*ABOUT THIS EXERCISE:*
Write out the entries below once more, exactly.

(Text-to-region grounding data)
------------------------------------------------
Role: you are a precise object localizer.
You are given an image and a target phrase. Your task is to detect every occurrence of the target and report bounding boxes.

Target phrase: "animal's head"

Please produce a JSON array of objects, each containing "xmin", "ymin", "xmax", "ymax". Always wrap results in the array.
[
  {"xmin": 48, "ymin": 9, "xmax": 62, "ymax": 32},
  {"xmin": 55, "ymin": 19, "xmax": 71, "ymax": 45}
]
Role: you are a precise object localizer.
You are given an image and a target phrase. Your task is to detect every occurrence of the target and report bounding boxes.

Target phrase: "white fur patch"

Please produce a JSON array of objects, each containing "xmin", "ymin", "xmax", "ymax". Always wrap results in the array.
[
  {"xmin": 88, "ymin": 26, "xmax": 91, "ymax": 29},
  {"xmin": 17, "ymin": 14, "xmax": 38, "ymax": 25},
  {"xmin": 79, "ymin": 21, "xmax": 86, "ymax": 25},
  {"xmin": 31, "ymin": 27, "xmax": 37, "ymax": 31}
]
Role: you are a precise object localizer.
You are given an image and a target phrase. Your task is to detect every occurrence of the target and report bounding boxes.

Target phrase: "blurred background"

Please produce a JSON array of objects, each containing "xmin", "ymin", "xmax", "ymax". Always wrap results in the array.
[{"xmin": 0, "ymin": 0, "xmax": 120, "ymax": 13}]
------------------------------------------------
*SOLUTION FOR THIS TASK:*
Role: you are a precise object localizer.
You are given an image and a target phrase. Your task is to detect every occurrence of the target and report bounding boxes.

Target phrase: "animal's head"

Please produce a JSON array of objects, each containing "xmin", "ymin", "xmax", "ymax". Always wrap results in the array.
[
  {"xmin": 48, "ymin": 9, "xmax": 62, "ymax": 32},
  {"xmin": 55, "ymin": 19, "xmax": 71, "ymax": 45}
]
Role: you are a precise object localizer.
You are given an image and a target phrase. Your task is to detect every occurrence of the target and report bounding boxes.

Target phrase: "white fur patch"

Please produce a JSON array of objects, each containing "xmin", "ymin", "xmax", "ymax". Always wrap results in the array.
[
  {"xmin": 88, "ymin": 26, "xmax": 91, "ymax": 29},
  {"xmin": 17, "ymin": 14, "xmax": 38, "ymax": 25},
  {"xmin": 79, "ymin": 21, "xmax": 86, "ymax": 25},
  {"xmin": 31, "ymin": 27, "xmax": 37, "ymax": 31}
]
Role: you are a precise object localizer.
You are given an image and a target phrase. Your task is to detect every occurrence of the target and report bounding boxes.

Target phrase: "blurred background"

Please produce a JSON array of objects, each containing "xmin", "ymin", "xmax", "ymax". Always wrap results in the array.
[{"xmin": 0, "ymin": 0, "xmax": 120, "ymax": 13}]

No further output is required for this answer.